* EXERCISE AIM
Down to the last line, print the entries below exactly, and keep every picture out of the copy.

(Stored data)

****************************************

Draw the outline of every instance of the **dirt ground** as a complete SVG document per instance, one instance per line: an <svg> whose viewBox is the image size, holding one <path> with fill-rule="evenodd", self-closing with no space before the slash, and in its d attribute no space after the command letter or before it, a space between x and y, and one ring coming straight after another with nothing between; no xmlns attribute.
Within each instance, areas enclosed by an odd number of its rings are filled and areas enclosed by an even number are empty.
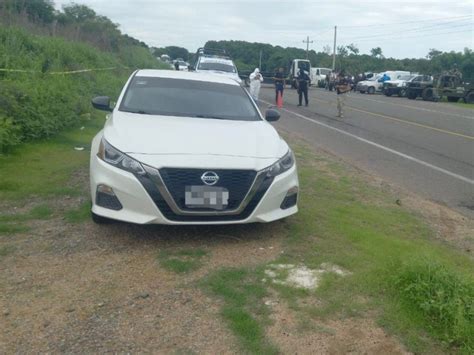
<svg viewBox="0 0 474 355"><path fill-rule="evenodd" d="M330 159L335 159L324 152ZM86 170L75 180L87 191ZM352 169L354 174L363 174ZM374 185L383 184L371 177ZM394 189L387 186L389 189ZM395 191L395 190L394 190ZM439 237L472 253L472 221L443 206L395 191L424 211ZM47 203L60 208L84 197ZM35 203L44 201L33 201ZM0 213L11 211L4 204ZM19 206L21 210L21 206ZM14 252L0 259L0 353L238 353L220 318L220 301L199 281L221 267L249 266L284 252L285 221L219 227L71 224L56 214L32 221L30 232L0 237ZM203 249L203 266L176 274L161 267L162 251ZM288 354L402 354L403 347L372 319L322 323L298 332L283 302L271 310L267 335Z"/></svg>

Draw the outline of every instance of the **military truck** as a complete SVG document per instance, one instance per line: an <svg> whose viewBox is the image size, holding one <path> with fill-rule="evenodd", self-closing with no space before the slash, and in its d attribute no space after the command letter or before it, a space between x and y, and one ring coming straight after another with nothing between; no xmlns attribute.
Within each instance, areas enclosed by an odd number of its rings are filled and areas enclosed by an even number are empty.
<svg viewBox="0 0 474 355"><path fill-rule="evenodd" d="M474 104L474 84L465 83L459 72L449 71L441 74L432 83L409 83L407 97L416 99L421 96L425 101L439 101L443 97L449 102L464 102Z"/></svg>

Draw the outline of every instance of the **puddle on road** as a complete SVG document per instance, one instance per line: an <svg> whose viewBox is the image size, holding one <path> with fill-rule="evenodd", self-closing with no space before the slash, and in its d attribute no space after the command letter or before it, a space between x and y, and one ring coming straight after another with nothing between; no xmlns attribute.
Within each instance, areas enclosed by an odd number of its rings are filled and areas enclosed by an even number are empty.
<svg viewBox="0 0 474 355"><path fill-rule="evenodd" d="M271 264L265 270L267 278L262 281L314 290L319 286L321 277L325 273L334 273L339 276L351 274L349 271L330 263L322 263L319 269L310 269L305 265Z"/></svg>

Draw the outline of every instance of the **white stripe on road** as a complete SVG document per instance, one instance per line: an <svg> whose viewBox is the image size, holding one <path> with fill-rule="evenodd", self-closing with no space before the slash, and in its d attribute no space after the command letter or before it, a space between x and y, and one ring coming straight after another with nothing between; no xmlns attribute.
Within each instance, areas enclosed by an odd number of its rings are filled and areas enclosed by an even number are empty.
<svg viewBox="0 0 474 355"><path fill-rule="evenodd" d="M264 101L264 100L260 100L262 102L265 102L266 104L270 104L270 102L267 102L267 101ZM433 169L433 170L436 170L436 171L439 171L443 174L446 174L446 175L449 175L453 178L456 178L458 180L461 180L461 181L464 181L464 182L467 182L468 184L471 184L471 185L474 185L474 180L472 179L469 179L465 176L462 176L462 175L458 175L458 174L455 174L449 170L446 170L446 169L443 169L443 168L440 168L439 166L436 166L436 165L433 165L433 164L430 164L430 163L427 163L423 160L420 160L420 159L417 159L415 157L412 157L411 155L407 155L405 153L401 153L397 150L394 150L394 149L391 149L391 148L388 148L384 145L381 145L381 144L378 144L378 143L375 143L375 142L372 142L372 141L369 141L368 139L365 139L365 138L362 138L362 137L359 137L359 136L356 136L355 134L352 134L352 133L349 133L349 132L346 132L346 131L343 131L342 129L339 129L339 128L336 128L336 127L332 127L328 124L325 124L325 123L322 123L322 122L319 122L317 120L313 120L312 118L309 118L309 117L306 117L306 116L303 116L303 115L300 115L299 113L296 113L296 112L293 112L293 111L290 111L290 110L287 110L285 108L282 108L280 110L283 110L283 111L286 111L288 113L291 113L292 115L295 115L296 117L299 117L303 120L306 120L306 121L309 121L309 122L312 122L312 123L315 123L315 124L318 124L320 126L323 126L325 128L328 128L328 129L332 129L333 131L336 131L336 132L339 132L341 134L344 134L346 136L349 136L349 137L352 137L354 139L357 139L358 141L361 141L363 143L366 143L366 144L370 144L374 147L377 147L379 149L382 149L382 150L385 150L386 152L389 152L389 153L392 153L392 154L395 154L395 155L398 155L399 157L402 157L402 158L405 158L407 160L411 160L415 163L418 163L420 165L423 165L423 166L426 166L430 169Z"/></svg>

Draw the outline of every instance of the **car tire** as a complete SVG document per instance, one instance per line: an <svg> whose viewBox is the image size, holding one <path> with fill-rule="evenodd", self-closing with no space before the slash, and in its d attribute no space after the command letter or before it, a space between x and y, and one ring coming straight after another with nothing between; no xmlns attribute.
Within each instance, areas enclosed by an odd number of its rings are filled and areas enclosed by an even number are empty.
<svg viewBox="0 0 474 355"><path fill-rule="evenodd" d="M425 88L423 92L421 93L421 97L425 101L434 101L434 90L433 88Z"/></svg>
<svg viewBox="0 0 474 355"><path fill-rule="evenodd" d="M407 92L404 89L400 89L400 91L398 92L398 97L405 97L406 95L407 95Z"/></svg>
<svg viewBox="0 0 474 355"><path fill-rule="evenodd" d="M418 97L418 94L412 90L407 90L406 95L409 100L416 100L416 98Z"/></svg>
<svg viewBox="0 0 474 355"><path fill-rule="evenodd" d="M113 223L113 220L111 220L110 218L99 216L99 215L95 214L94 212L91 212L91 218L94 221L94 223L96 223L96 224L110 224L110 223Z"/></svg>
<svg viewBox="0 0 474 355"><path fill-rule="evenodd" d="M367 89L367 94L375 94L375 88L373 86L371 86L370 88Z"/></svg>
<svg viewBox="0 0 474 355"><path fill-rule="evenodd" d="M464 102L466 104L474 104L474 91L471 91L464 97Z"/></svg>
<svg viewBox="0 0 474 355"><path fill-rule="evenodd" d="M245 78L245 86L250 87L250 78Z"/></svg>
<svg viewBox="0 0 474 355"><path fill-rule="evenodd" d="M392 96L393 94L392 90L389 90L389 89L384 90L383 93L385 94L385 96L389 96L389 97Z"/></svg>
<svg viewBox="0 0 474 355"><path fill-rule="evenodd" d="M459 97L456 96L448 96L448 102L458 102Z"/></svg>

****************************************

* OUTPUT OF THE EXERCISE
Draw the outline of every instance of the **dirt ground** as a complete SVG document per instance, one instance per line: an <svg> whose viewBox is the image size, holding one <path> with fill-rule="evenodd", self-closing with no space before the slash, and in its d attribute no space after the command letter or before it, a space between x and y, and one ring coming straight after another with nothing between; no xmlns attribute.
Within each instance, areas enclosed by an odd number of its rings are filled and areas enclosed by an even number are empty.
<svg viewBox="0 0 474 355"><path fill-rule="evenodd" d="M330 159L335 159L324 152ZM86 170L75 180L87 191ZM352 169L354 174L363 174ZM374 185L383 184L371 177ZM394 189L387 186L389 189ZM395 191L395 190L394 190ZM439 237L472 253L472 221L443 206L395 191L424 211ZM47 203L60 208L84 197ZM35 203L44 201L33 201ZM0 213L11 211L4 204ZM19 206L21 210L21 206ZM14 252L0 259L0 353L238 353L220 318L220 301L199 281L221 267L249 266L284 252L285 221L219 227L71 224L56 214L32 221L30 232L0 237ZM203 249L203 266L176 274L161 267L162 251ZM288 354L402 354L403 347L372 319L322 323L298 332L283 302L271 310L267 335Z"/></svg>

Draw the outline of every instance of the **military truck** as a complete SVG document per instance, one instance per line: an <svg> whose viewBox is the image size, holding one <path> with fill-rule="evenodd", self-closing with no space before the slash, and in its d attribute no space after the command letter or before it, a space between x and y, and one ring coming straight after another with nothing between; no xmlns attribute.
Within each instance, areas enclosed by an odd number of its rings are filled and areas enclosed by an even number are empty.
<svg viewBox="0 0 474 355"><path fill-rule="evenodd" d="M474 104L474 84L465 83L459 72L449 71L441 74L432 83L409 83L407 97L416 99L421 96L425 101L439 101L443 97L449 102L464 102Z"/></svg>

Draw the outline of every instance of the **puddle on road** as a complete SVG document per instance, one instance per line: an <svg> whose viewBox is the image size, holding one <path> with fill-rule="evenodd", self-closing with no space before the slash, and in its d attribute no space after the command letter or before it, a space between x and y, and one ring coming straight after another with nothing between; no xmlns attribute.
Within each instance, areas enclosed by an odd number of its rings are filled and areas enclosed by an even number are empty.
<svg viewBox="0 0 474 355"><path fill-rule="evenodd" d="M271 264L265 270L267 278L262 281L314 290L319 286L321 277L325 273L334 273L339 276L351 274L349 271L330 263L322 263L319 269L310 269L305 265Z"/></svg>

Draw the outline of every instance of the **white stripe on road** as a complete SVG document per instance, one instance per line: an <svg> whose viewBox is the image size, holding one <path> with fill-rule="evenodd", self-closing with no space before the slash, and in its d attribute no space after the command letter or before it, a space between x and y, and one ring coming straight after another with nothing between; no xmlns attribute.
Within each instance, areas enclosed by an odd number of its rings are filled and areas enclosed by an even number are empty.
<svg viewBox="0 0 474 355"><path fill-rule="evenodd" d="M264 101L264 100L260 100L262 102L265 102L266 104L270 104L270 102L267 102L267 101ZM433 169L433 170L436 170L436 171L439 171L443 174L446 174L446 175L449 175L453 178L456 178L458 180L461 180L461 181L464 181L464 182L467 182L468 184L471 184L471 185L474 185L474 180L472 179L469 179L465 176L462 176L462 175L458 175L458 174L455 174L449 170L446 170L446 169L443 169L443 168L440 168L439 166L436 166L436 165L433 165L433 164L430 164L430 163L427 163L423 160L420 160L420 159L417 159L415 157L412 157L411 155L407 155L405 153L401 153L397 150L394 150L394 149L391 149L391 148L388 148L384 145L381 145L381 144L378 144L378 143L375 143L375 142L372 142L372 141L369 141L368 139L365 139L365 138L362 138L362 137L359 137L359 136L356 136L355 134L352 134L352 133L349 133L349 132L346 132L346 131L343 131L342 129L339 129L339 128L336 128L336 127L332 127L328 124L325 124L325 123L322 123L322 122L319 122L317 120L313 120L312 118L309 118L309 117L306 117L306 116L303 116L303 115L300 115L299 113L296 113L296 112L293 112L293 111L290 111L290 110L287 110L285 108L282 108L280 110L283 110L283 111L286 111L288 113L291 113L292 115L295 115L296 117L299 117L303 120L306 120L306 121L309 121L309 122L312 122L312 123L315 123L315 124L318 124L320 126L323 126L325 128L328 128L328 129L332 129L333 131L336 131L336 132L339 132L341 134L344 134L346 136L349 136L349 137L352 137L354 139L357 139L358 141L361 141L363 143L366 143L366 144L370 144L374 147L377 147L379 149L382 149L382 150L385 150L386 152L389 152L389 153L392 153L392 154L395 154L395 155L398 155L399 157L402 157L402 158L405 158L407 160L411 160L415 163L418 163L420 165L423 165L423 166L426 166L430 169Z"/></svg>

Draw the outline of every instance of the **car tire** as a complete SVG document per instance, one instance per line: an <svg> whose viewBox is the image size, holding one <path> with fill-rule="evenodd", self-closing with no space before the slash, and in its d attribute no space after the command letter or before it, a space between x and y, and one ring coming straight after another with nothing between; no xmlns attribute.
Within each instance, areas enclosed by an odd number of its rings are filled and areas enclosed by an even number are empty.
<svg viewBox="0 0 474 355"><path fill-rule="evenodd" d="M425 88L423 92L421 93L421 97L425 101L434 101L434 90L433 88Z"/></svg>
<svg viewBox="0 0 474 355"><path fill-rule="evenodd" d="M407 92L404 89L400 89L400 91L398 92L398 97L405 97L406 95L407 95Z"/></svg>
<svg viewBox="0 0 474 355"><path fill-rule="evenodd" d="M418 97L418 94L412 90L407 90L406 95L409 100L416 100L416 98Z"/></svg>
<svg viewBox="0 0 474 355"><path fill-rule="evenodd" d="M113 223L113 220L111 220L110 218L99 216L99 215L95 214L94 212L91 212L91 218L94 221L94 223L96 223L96 224L110 224L110 223Z"/></svg>
<svg viewBox="0 0 474 355"><path fill-rule="evenodd" d="M367 89L367 94L375 94L375 88L373 86L371 86L370 88Z"/></svg>
<svg viewBox="0 0 474 355"><path fill-rule="evenodd" d="M464 102L466 104L474 104L474 91L471 91L464 97Z"/></svg>
<svg viewBox="0 0 474 355"><path fill-rule="evenodd" d="M245 78L245 86L250 87L250 78Z"/></svg>
<svg viewBox="0 0 474 355"><path fill-rule="evenodd" d="M392 96L393 94L392 90L389 90L389 89L384 90L383 93L385 94L385 96L389 96L389 97Z"/></svg>
<svg viewBox="0 0 474 355"><path fill-rule="evenodd" d="M459 97L456 96L448 96L448 102L458 102Z"/></svg>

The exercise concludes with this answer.